• _Document_

When ROSE’s state funding was eliminated, Biedrzycki scrambled to keep it afloat. The organization is now funded completely by grants, some of which come through Biedrzycki’s collaboration with the Texas Legal Services Center.
“The industry came after me,” she said. “I knew exactly what was going on, and I think they were kind of surprised when I showed up after” the funding was cut.
Staying the course is the first rule of winning regulatory battles, she said. “It’s a game of attrition. They just wait for people to become sick of it and get tired of it and drop off,” she said. “I always tell people: don’t start a utility issue unless you are prepared to carry it all the way through, because it’s the only way that you will see benefit and succeed. … As soon as you don’t show up, they think that you don’t care anymore and that you’re done with it.”
For all of her commitment, Biedrzycki appreciates that it’s mirrored by her organizations’ dedication in her.
“It’s just kinda nice to have people on your side,” she explains about why she took the position at Texas ROSE. “It was a wonderful thing to have people speak to you, ‘We think that what you’re doing is really important.’ How great is that? It doesn’t get much better than that.”

• _Problems to work on_
• 1. According to the passage about Texas ROSE, how is the organization funded now that its state funding has been eliminated?
• 2. Transcribe everything in the passage about Texas ROSE from "When ROSE’s state" down to "funding was cut.".
Rely only on the passage about Texas ROSE for your answers.

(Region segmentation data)
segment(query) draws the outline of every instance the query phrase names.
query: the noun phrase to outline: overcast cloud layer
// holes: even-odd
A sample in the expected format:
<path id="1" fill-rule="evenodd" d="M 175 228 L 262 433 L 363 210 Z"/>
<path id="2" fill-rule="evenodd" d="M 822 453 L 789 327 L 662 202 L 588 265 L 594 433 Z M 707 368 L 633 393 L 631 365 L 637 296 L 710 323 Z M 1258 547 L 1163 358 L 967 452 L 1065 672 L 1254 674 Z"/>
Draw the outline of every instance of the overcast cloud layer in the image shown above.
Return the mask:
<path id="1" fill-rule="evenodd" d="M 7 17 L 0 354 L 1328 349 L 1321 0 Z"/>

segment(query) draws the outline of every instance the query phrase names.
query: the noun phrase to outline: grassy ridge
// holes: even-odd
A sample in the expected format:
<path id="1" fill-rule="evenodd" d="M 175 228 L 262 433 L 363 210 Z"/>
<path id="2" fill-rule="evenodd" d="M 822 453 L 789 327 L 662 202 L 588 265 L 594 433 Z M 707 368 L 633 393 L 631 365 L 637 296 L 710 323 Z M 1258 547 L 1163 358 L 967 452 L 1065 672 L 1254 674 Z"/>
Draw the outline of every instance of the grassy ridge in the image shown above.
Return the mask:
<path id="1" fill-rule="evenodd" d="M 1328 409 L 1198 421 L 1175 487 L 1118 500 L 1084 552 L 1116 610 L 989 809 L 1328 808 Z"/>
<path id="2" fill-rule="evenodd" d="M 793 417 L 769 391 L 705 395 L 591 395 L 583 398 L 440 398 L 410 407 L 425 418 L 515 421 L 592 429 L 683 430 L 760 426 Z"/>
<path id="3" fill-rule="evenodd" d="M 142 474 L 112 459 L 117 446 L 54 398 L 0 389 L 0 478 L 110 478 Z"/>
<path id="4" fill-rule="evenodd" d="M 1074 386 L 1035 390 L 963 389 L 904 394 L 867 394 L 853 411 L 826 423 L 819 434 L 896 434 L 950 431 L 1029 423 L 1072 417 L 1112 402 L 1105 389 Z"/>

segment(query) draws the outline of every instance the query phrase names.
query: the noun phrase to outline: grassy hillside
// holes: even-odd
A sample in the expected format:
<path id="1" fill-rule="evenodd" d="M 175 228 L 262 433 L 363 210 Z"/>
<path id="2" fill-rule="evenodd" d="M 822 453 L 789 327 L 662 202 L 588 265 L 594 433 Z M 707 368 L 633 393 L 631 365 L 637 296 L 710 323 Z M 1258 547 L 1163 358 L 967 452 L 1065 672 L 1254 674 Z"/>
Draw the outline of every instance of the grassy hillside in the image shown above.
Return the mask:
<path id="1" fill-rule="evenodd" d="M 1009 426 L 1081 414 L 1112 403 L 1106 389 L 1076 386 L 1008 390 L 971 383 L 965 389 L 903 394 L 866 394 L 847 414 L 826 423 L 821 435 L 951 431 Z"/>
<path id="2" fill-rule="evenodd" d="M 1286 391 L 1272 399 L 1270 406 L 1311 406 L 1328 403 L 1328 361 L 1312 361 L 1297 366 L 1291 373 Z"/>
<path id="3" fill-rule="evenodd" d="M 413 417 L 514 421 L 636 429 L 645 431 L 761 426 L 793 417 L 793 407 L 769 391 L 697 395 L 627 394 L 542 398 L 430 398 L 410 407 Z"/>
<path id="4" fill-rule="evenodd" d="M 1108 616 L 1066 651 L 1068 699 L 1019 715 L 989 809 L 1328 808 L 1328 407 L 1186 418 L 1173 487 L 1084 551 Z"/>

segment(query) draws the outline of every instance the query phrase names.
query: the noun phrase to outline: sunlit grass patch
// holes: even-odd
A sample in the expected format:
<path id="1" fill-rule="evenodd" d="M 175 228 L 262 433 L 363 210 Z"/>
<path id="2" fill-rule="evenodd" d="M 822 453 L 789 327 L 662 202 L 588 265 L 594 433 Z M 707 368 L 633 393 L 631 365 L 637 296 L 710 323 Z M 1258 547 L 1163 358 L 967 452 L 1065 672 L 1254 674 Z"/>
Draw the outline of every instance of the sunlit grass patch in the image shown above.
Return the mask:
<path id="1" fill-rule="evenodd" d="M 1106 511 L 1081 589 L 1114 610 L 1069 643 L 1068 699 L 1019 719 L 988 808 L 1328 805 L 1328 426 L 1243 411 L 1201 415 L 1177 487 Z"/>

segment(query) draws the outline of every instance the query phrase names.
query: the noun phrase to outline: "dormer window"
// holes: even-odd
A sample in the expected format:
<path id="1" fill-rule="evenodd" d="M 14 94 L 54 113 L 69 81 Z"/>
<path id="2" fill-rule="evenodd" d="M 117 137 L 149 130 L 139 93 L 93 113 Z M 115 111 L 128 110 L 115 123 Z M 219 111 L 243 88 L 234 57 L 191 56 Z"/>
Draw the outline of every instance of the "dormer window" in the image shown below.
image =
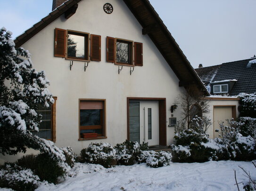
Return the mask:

• _Results in order_
• 1. It is funded completely by grants.

• 2.
When ROSE’s state funding was eliminated, Biedrzycki scrambled to keep it afloat. The organization is now funded completely by grants, some of which come through Biedrzycki’s collaboration with the Texas Legal Services Center.
“The industry came after me,” she said. “I knew exactly what was going on, and I think they were kind of surprised when I showed up after” the funding was cut.